**** Provided information

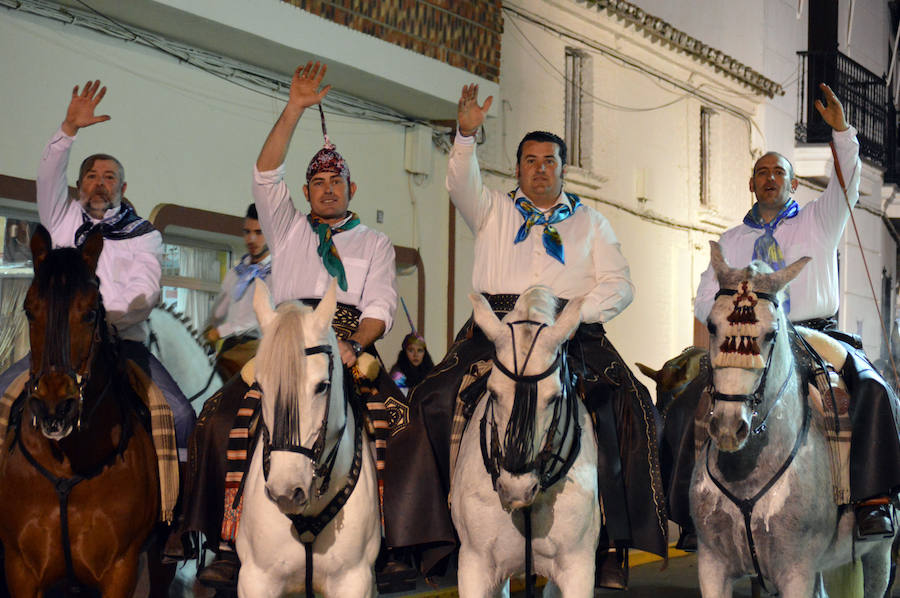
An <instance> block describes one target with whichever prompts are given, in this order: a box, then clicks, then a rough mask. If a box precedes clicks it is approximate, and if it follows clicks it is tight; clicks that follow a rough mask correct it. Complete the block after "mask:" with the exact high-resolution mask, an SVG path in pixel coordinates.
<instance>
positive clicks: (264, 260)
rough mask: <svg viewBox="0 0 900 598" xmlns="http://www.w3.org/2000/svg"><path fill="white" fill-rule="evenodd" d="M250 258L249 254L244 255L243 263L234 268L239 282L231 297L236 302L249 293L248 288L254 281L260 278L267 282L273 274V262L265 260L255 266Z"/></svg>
mask: <svg viewBox="0 0 900 598" xmlns="http://www.w3.org/2000/svg"><path fill="white" fill-rule="evenodd" d="M249 257H250V254H249V253H248V254H246V255H244V257H242V258H241V262H240V263H239V264H238V265H237V266H235V267H234V273H235V274H237V276H238V281H237V284H235V285H234V289H232V291H231V297H232V298H233V299H234V300H235V301H240V300H241V297H243V296H244V293H246V292H247V287H249V286H250V283H251V282H253V279H255V278H259V279H260V280H265V279H266V278H268V277H269V274H270V273H271V272H272V260H266V259H264V260H262V261H260V262H258V263H256V264H253V263H251V262H250V260H249V259H248V258H249Z"/></svg>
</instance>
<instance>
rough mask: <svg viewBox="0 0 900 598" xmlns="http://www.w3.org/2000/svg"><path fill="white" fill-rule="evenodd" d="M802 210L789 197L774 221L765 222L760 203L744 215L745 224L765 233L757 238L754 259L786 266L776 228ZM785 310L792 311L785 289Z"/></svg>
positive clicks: (750, 208) (755, 247)
mask: <svg viewBox="0 0 900 598" xmlns="http://www.w3.org/2000/svg"><path fill="white" fill-rule="evenodd" d="M799 211H800V206H798V205H797V202H796V201H794V200H793V199H789V200H788V202H787V204H785V206H784V209H783V210H781V211H780V212H778V215H777V216H776V217H775V218H773V219H772V222H763V219H762V218H761V217H760V216H759V204H758V203H755V204H753V207H752V208H750V211H749V212H747V215H746V216H744V224H746V225H747V226H749V227H750V228H755V229H762V230H763V231H764V232H763V235H762V236H761V237H759V238H758V239H756V242H755V243H754V244H753V259H754V260H761V261H763V262H765V263H767V264H768V265H769V266H771V267H772V270H775V271H777V270H781V269H782V268H784V266H785V263H784V252H783V251H782V250H781V246H780V245H779V244H778V240H777V239H775V229H776V228H777V227H778V225H779V224H781V222H782V221H784V220H787V219H789V218H793V217H794V216H796V215H797V213H798V212H799ZM784 292H785V300H784V311H785V313H790V311H791V298H790V293H789V292H788V290H787V289H785V291H784Z"/></svg>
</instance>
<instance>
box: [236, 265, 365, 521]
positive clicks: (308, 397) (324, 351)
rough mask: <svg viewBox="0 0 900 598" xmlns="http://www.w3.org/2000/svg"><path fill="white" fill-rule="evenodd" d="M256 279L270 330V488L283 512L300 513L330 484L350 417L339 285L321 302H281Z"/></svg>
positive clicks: (269, 331) (267, 390)
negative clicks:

********

Brief: Word for word, repeat each line of the records, and leave every image out.

Answer to this exercise:
An <instance> block describes one target with whichever prompts are given, in this order: a box, then clicks, then a rough mask. If a box precedes clicks it is approximate, and if it follows clicks it is tight; clicks that follow a rough mask correct it. Complete the block after "mask:" with the exact high-resolution mask, an SVG path in pixel coordinates.
<instance>
positive clicks: (264, 260)
rough mask: <svg viewBox="0 0 900 598" xmlns="http://www.w3.org/2000/svg"><path fill="white" fill-rule="evenodd" d="M250 258L249 254L244 255L243 263L234 268L239 282L231 297L236 302L249 293L248 288L254 281L260 278L267 282L273 274V262L265 260L255 266Z"/></svg>
mask: <svg viewBox="0 0 900 598" xmlns="http://www.w3.org/2000/svg"><path fill="white" fill-rule="evenodd" d="M249 257H250V254H249V253H248V254H246V255H244V257H242V258H241V262H240V263H239V264H238V265H237V266H235V267H234V273H235V274H237V276H238V281H237V284H235V285H234V289H232V291H231V297H232V298H233V299H234V300H235V301H240V300H241V297H243V296H244V293H246V292H247V287H249V286H250V283H251V282H253V279H255V278H259V279H260V280H265V279H266V278H268V277H269V274H270V273H271V272H272V260H266V259H264V260H262V261H260V262H258V263H256V264H253V263H251V262H250V260H249V259H248V258H249Z"/></svg>
</instance>
<instance>
rough mask: <svg viewBox="0 0 900 598" xmlns="http://www.w3.org/2000/svg"><path fill="white" fill-rule="evenodd" d="M802 210L789 197L774 221L765 222L760 203L744 215L745 224L765 233L757 238L754 259L786 266L776 228ZM785 310L792 311L785 289Z"/></svg>
positive clicks: (750, 208) (755, 247)
mask: <svg viewBox="0 0 900 598" xmlns="http://www.w3.org/2000/svg"><path fill="white" fill-rule="evenodd" d="M799 211H800V206H798V205H797V202H796V201H794V200H793V199H789V200H788V202H787V204H785V206H784V209H783V210H781V211H780V212H778V215H777V216H776V217H775V218H773V219H772V222H763V219H762V218H761V217H760V216H759V204H758V203H755V204H753V207H752V208H750V211H749V212H747V215H746V216H744V224H746V225H747V226H749V227H750V228H755V229H762V230H763V231H764V232H763V235H762V236H761V237H759V238H758V239H756V242H755V243H754V244H753V259H754V260H761V261H763V262H765V263H767V264H768V265H769V266H771V267H772V270H775V271H777V270H781V269H782V268H784V266H785V263H784V252H783V251H782V250H781V246H780V245H779V244H778V240H777V239H775V229H776V228H777V227H778V225H779V224H781V222H782V221H784V220H787V219H789V218H793V217H794V216H796V215H797V213H798V212H799ZM784 292H785V300H784V311H785V313H790V311H791V298H790V293H789V292H788V290H787V289H785V291H784Z"/></svg>
</instance>
<instance>
box: [236, 265, 365, 521]
positive clicks: (308, 397) (324, 351)
rough mask: <svg viewBox="0 0 900 598" xmlns="http://www.w3.org/2000/svg"><path fill="white" fill-rule="evenodd" d="M256 279L270 330V488L283 512L300 513L330 484L350 417L339 285L321 302H281Z"/></svg>
positive clicks: (269, 331) (267, 390)
negative clicks:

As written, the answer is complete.